(Collected data entries)
◇ ◇ ◇ ◇ ◇ ◇ ◇
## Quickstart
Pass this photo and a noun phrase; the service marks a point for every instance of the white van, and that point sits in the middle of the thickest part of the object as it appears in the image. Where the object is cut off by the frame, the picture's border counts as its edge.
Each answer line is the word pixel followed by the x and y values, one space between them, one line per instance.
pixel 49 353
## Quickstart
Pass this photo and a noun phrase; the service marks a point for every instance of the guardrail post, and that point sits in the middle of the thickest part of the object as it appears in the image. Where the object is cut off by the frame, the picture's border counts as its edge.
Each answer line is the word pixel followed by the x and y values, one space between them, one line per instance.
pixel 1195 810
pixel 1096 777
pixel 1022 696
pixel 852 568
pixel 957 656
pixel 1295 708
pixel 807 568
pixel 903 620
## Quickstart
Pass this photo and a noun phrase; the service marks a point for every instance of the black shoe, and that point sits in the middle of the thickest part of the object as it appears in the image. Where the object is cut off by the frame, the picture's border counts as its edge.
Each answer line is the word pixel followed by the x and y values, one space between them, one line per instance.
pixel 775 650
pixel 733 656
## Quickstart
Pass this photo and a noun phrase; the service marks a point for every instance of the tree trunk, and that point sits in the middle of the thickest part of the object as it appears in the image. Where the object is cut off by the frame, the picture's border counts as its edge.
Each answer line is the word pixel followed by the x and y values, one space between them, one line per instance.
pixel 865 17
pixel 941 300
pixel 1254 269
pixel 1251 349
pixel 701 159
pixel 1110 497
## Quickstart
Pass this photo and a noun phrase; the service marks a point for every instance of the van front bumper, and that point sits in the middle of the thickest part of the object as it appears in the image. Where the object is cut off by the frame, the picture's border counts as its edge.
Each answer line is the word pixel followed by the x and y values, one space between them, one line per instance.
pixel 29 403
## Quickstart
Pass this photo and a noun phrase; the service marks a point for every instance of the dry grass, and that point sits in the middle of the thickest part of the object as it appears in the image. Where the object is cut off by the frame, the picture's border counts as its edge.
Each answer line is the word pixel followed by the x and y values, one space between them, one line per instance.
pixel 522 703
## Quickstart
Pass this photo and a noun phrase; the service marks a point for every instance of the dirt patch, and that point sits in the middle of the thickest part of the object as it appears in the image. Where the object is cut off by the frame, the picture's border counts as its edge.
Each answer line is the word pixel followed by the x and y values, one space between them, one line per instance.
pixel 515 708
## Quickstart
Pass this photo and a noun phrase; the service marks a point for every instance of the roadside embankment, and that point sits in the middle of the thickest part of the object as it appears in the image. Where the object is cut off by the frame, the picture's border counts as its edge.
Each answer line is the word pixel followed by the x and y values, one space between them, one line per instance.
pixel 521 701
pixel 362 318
◇ ◇ ◇ ◇ ◇ ◇ ◇
(Exercise directions) Retype each line above with no alterations.

(Reply)
## Quickstart
Pass this photo and a noun phrase; the service marks a point for every instance of the white van, and that point sits in the middle of the thickest part of the object as it appears in the image. Where the object is cut off by the frame, the picture's border counts as its edge.
Each answer line is the word pixel followed by the x and y values, one space between them, one line per instance.
pixel 49 353
## Quickstart
Pass this photo and a noun phrase; the service marks a point for every instance of the guardrail post, and that point sits in the middle of the thickest part of the object as it appears in the image. Where the object is cut off by the frame, the picture's border counts as its edge.
Each answer line is the word pixel followed by the x and y values, one space between them, one line per instance.
pixel 1195 810
pixel 1096 777
pixel 1022 696
pixel 852 568
pixel 957 656
pixel 1295 708
pixel 807 568
pixel 903 620
## Quickstart
Pass this photo and a noun phrase; the service marks a point for every instance of the black shoe, and that point sits in the middle of the thickest part of the object as it appears in the image. Where the object is cut off by the frame, the picture's border counts as its edge.
Each answer line is the word pixel followed by the x and y values, one space between them, one line per instance.
pixel 775 650
pixel 733 656
## Quickstart
Pass this photo and a noun phrase; the service marks a point for every instance of the tree trunk, and that point sits in the middle of the thickest part of the object as it appears in the image. Where the object is cut off by the frame, the picture's border counts as its edge.
Each answer line is the word pixel followed by the x and y values, one space between them, one line per instance.
pixel 865 17
pixel 941 300
pixel 1254 269
pixel 1251 349
pixel 701 159
pixel 1110 497
## Quickstart
Pass this photo and a noun phrase; the service marks a point for every instance of the van front bumper, and that point sits in the middle of the thickest part of the object as it appears in the image. Where the object is cut off by the frame, the picture's border counts as its edge.
Each answer line is the word pixel followed by the x and y values, one space between them, one line per instance.
pixel 29 403
## Quickstart
Pass this photo and a noun phrase; the service marks a point for every instance of the dry grass, and that point sits in the middle of the thickest part of the object as it appears in the image. Where the object is cut off by the frame, the picture's border counts as its edge.
Each answer line is the word pixel followed by the x and y values, one space between them, one line per instance.
pixel 522 703
## Quickstart
Pass this photo and a noun phrase; the service marks a point for every instance of the dirt patch, and that point sits in the middle of the thickest part of the object as it appears in the image. Where the object is cut off by the frame, the picture's border counts as its edge.
Each answer line is the word pixel followed by the x and y values, one space between them, one line per instance.
pixel 515 708
## Quickstart
Pass this photo and a noun phrase; the service marks a point for every instance of the roadside embankment, and that point sits in the middle of the thickest part of the object as it appears in the image. Where the object is cut off by the frame, the picture's border counts as its edge.
Each answer line is the word pixel followed by the x and y values, one space between them, one line per instance.
pixel 521 701
pixel 362 318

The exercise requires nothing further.